Required task:
Pull out every line in the records that contains the word "flower", and note that case counts.

---------- Entries supplied

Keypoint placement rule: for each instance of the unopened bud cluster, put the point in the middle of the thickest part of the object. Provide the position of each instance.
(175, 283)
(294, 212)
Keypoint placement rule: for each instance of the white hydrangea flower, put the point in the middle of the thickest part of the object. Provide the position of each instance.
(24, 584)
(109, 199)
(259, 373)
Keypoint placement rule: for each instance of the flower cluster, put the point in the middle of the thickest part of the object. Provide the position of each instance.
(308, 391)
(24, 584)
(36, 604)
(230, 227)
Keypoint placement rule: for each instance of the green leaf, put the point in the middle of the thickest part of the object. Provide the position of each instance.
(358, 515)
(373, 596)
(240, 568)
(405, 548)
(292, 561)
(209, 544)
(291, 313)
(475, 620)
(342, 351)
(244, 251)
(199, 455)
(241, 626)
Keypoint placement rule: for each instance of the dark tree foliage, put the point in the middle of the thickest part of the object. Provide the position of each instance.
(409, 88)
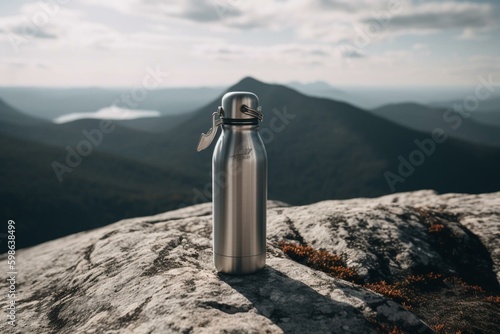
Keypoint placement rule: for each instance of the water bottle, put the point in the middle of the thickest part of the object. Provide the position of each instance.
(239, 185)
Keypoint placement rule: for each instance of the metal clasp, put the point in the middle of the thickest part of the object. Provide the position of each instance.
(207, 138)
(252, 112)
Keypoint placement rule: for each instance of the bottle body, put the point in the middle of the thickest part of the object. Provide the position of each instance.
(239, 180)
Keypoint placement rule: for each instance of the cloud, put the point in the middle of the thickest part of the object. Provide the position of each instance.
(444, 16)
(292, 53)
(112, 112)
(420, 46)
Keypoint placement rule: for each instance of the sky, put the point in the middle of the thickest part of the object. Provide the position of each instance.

--------------------
---------- Entries supplied

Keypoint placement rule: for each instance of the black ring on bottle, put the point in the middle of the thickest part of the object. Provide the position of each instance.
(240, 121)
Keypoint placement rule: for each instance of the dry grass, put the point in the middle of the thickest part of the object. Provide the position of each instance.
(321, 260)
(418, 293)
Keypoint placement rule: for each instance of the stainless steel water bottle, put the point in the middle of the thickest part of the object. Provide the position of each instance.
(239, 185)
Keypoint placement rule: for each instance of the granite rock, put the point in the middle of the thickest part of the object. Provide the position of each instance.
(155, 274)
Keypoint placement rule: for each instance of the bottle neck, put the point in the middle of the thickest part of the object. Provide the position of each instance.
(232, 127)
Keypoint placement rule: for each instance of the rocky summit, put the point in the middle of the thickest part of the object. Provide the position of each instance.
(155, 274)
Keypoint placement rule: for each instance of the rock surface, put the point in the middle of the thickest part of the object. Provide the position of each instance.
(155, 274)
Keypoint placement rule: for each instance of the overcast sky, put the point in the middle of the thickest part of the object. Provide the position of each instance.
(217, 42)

--------------------

Exercise output:
Keypoint placement rule: for each instance of the white hydrangea flower, put the point in the middle of the thickest part of the object. Provide the position of each instance.
Keypoint placement rule: for each instance of the flower cluster, put the point in the middle of the thickest part of the object. Provide the position of each instance.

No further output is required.